Exercise details
In the data below, retype exactly the line that contains "background in the photo above." and every line after it, through the last.

*** Given data ***

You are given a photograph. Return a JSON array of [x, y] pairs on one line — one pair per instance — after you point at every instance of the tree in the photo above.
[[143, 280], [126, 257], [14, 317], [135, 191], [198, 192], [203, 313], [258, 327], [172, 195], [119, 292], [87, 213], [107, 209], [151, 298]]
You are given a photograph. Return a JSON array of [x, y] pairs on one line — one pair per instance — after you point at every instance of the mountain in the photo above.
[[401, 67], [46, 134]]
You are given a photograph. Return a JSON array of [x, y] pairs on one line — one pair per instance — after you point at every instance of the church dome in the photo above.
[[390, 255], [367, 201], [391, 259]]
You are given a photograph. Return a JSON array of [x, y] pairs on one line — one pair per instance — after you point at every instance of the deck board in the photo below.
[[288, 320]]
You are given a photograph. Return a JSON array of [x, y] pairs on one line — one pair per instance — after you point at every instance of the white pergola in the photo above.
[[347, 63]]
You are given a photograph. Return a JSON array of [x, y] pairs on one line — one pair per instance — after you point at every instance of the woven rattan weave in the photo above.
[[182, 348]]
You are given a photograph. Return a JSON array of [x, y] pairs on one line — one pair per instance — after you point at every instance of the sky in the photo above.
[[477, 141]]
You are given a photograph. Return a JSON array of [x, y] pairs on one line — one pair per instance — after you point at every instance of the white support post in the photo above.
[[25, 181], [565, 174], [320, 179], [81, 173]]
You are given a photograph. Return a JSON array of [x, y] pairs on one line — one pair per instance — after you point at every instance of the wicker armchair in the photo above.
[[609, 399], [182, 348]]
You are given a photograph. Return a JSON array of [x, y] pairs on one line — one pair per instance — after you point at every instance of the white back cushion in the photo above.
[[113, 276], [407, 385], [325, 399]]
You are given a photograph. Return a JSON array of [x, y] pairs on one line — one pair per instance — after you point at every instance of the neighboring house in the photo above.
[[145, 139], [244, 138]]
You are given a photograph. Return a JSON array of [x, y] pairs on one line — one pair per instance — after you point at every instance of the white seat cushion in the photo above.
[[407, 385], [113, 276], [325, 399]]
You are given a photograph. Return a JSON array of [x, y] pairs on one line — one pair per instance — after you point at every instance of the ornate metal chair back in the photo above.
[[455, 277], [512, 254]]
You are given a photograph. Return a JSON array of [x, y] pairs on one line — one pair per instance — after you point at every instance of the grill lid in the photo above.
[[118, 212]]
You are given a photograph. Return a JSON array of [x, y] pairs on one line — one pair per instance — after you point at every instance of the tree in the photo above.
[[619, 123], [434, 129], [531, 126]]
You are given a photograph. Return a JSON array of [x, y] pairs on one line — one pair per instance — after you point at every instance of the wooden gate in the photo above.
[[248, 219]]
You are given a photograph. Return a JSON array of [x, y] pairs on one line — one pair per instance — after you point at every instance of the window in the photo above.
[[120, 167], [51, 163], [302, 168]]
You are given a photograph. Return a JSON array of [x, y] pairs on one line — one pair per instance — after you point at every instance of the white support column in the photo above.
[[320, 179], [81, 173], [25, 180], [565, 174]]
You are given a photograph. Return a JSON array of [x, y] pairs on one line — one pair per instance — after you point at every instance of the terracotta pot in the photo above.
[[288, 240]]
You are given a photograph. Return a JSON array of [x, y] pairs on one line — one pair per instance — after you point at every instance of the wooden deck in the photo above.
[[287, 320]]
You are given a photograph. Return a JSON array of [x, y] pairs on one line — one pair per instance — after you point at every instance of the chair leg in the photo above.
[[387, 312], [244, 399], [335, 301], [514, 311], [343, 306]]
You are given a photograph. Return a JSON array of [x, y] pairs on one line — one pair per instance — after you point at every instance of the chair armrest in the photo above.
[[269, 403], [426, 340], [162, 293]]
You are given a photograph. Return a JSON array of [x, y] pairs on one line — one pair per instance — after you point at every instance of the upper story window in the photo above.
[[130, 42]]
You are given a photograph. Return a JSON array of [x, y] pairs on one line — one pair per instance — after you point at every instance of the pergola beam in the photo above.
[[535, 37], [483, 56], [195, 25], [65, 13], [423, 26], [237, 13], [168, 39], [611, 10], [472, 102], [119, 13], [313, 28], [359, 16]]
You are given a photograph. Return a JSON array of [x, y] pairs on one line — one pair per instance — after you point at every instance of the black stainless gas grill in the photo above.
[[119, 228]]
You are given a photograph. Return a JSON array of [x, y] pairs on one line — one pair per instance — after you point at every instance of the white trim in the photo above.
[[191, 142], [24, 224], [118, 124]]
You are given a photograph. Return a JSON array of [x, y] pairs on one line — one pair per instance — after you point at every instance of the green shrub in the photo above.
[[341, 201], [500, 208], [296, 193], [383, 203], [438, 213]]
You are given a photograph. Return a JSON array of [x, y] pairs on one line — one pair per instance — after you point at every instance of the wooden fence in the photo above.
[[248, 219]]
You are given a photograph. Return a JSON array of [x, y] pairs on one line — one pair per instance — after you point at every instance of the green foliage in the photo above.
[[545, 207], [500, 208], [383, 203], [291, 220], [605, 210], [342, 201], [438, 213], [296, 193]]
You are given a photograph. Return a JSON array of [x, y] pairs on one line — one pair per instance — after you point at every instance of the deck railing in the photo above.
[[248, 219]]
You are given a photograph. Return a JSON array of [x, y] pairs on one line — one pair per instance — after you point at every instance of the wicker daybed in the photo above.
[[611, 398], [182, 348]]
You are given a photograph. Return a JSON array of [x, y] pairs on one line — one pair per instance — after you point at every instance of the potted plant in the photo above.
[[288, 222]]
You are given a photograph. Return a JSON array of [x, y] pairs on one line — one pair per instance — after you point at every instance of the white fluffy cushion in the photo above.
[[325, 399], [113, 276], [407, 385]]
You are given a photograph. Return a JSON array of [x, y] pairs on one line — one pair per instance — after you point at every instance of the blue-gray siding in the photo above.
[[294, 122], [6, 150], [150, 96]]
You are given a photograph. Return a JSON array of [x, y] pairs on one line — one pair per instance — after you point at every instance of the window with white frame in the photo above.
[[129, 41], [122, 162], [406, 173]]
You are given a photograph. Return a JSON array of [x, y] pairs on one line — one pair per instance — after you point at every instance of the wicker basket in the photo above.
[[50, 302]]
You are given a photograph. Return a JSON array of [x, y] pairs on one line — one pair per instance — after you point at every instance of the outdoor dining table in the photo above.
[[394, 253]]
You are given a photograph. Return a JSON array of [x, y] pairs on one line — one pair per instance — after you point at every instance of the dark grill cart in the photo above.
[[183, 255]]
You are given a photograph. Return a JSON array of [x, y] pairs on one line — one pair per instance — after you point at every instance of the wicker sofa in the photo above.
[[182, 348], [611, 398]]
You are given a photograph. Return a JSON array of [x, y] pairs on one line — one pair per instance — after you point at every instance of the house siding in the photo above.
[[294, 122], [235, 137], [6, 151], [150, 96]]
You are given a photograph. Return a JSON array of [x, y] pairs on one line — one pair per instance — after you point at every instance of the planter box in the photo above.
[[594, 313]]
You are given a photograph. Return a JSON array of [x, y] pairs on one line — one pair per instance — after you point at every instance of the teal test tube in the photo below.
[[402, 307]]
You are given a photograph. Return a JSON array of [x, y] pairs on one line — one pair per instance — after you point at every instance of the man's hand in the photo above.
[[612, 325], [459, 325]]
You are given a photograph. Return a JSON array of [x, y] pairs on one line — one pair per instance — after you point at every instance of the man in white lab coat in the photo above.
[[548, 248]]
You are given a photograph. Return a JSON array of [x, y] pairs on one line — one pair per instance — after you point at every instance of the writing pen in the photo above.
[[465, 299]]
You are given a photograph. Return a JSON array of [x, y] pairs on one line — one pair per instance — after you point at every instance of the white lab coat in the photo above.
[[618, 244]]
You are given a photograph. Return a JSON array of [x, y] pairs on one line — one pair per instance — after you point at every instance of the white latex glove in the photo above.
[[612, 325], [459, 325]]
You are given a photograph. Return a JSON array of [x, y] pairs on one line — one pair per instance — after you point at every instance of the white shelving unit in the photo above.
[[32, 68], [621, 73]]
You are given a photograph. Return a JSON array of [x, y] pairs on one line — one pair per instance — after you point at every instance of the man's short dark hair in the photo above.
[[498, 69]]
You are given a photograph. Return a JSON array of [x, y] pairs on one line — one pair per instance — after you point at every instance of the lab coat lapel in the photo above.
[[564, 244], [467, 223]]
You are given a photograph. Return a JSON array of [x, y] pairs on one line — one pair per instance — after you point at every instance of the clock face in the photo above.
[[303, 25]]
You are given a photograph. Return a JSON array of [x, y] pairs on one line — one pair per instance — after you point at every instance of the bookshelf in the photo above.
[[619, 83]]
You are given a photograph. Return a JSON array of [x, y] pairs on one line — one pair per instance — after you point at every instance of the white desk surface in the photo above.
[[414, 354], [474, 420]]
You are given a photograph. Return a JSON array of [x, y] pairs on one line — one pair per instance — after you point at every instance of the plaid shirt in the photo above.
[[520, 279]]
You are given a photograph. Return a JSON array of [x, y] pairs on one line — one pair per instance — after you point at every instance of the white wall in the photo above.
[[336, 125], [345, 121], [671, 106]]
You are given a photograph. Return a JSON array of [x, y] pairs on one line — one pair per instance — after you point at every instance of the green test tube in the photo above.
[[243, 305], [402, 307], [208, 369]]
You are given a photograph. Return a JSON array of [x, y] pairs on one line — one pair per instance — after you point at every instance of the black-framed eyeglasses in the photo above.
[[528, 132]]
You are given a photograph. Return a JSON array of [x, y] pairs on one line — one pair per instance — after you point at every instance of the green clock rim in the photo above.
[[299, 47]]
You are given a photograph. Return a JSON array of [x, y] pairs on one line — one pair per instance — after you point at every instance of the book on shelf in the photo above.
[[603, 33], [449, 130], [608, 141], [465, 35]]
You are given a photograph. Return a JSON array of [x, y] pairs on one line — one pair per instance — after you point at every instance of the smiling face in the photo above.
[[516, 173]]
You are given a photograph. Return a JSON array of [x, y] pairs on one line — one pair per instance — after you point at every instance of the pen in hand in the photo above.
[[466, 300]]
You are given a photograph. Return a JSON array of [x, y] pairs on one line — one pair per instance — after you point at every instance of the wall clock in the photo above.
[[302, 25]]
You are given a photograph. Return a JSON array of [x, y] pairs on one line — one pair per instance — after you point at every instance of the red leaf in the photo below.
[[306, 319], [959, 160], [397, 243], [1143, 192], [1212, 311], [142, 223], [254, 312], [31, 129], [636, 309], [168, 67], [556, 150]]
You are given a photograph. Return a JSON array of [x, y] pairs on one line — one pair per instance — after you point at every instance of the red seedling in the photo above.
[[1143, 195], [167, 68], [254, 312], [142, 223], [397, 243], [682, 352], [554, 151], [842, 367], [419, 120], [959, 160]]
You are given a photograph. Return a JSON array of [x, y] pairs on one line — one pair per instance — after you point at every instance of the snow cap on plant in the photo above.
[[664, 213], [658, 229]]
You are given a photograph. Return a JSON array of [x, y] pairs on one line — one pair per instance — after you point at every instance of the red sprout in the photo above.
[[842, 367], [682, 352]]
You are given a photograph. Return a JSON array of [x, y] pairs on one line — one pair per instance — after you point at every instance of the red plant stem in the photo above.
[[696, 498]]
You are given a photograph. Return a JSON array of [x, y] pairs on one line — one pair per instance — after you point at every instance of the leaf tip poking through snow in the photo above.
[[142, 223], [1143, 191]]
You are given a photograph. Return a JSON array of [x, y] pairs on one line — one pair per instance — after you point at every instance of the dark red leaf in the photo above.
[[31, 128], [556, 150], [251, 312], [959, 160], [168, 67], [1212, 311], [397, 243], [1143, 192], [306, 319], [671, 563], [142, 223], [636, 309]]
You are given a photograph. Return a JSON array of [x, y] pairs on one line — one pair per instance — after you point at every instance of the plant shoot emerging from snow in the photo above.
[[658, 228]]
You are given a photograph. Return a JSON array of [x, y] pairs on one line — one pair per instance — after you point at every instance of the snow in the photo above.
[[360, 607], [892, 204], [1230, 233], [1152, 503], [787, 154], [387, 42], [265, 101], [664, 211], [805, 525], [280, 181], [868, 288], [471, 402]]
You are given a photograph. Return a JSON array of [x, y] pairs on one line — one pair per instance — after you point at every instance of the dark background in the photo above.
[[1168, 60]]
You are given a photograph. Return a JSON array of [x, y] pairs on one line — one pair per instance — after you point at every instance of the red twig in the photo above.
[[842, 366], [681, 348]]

*** End of Given data ***

Task solution
You are given a photograph. Return a JSON array of [x, y] pairs on one line — one pair per instance — after you point at every instance of the dark background in the photo above.
[[1168, 60]]
You are given a photograph. Return a JSON array of [x, y] pairs on one line — one pair per instance — after you point at every instance of the red twig in the photo above.
[[842, 366], [681, 348]]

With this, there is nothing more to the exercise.